* [Source passage]
= Petr Kotik =

Czech composer (born 1942)

Petr Kotik (surname originally Kotík) (born January 27, 1942, in Prague, Czech Republic) is a composer, conductor and flutist based in New York City. In Prague, he founded and directed Musica Viva Pragensis (1961–64) and the QUAX Ensemble (1966–69). He moved to the United States in 1969 at the invitation of Lukas Foss and Lejaren Hiller to join the Center for Creative and Performing Arts at the University at Buffalo. He has lived in New York City since 1983.

== Education ==
Kotik entered a conservatory at the age of 14 and began composing in his late teens. He graduated from Prague Conservatory in 1961, the Vienna Music Academy in 1966, and AMU Prague in 1969. From 1960 to 1963, Kotik studied composition with composer Jan Rychlík in Prague. From 1963 to 1966 Kotik studied at the University of Music and Performing Arts Vienna with Karl Schieske, Hans Jelinek and Friedrich Cerha. In 1968 he performed electronic music with the Czech psychedelic rock band Rebels, that was formed in 1967 by Jiří Korn.

== Career ==
Kotik is the director of the S.E.M. Ensemble, which he founded in 1970. Kotik has given performances as conductor and performer, aka the Orchestra of the S.E.M. Ensemble. Kotik has received numerous commissions and composition grants from the National Endowment for the Arts, as well as a 1996 Foundation for Contemporary Arts Grants to Artists Award.

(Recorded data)
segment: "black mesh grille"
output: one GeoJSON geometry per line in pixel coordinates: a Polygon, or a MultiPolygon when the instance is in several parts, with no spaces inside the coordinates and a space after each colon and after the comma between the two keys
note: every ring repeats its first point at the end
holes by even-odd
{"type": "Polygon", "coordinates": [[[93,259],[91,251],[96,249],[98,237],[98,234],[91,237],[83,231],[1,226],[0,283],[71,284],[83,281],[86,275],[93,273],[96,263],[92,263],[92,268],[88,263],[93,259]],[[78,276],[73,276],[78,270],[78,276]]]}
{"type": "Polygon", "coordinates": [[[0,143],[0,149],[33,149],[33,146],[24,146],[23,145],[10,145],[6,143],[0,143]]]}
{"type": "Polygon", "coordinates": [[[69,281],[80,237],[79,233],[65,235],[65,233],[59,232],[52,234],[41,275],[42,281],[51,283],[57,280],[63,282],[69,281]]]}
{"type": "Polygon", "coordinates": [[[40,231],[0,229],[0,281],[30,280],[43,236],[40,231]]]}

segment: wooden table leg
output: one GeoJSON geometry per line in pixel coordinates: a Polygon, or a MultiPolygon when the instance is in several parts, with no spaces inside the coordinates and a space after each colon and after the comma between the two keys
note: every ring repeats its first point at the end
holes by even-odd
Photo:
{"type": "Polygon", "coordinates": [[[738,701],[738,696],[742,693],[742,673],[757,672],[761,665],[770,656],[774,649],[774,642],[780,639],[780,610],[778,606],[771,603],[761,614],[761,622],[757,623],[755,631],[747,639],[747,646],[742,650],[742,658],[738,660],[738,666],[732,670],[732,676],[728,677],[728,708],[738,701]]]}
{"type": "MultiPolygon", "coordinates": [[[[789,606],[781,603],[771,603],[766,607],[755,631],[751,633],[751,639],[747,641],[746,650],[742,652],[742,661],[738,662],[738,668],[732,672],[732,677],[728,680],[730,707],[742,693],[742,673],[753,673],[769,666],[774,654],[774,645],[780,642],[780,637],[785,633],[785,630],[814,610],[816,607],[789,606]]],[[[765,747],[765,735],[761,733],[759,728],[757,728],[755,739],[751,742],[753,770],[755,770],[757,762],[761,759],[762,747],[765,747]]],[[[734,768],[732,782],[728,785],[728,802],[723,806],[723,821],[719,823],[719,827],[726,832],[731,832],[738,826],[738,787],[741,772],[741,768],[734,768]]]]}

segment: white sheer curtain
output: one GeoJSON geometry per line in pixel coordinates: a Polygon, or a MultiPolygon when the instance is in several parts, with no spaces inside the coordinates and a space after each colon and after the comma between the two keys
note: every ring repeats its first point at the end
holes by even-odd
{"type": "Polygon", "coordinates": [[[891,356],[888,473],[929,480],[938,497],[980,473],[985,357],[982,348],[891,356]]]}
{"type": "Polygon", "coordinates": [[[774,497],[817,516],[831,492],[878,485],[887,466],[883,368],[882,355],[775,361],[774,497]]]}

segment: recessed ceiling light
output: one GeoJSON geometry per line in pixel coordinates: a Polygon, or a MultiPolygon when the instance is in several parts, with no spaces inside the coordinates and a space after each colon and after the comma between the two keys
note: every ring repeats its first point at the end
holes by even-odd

* [Exercise prompt] Continue the article on Petr Kotik from the point where it stops. The items are separate material and have no connection to the text about Petr Kotik.

* [Task result]
In 1992, Kotik conducted Atlas Eclipticalis by John Cage with the 86-piece Orchestra of the S.E.M. Ensemble in Tribute to John Cage at Carnegie Hall. Since then, Kotik has expanded the S.E.M. Ensemble into The Orchestra of the S.E.M. Ensemble. In 1999, after conducting Gruppen by Karlheinz Stockhausen, Kotik initiated a project of compositions for 3 orchestras and commissioned the creation of new 3-orchestra works by Alvin Lucier, Christian Wolff, Martin Smolka, Phill Niblock and Olga Neuwirth. In 2001, Kotik founded the biennial Ostrava Days, an Institute and Festival of New Music in Ostrava, Czech Republic.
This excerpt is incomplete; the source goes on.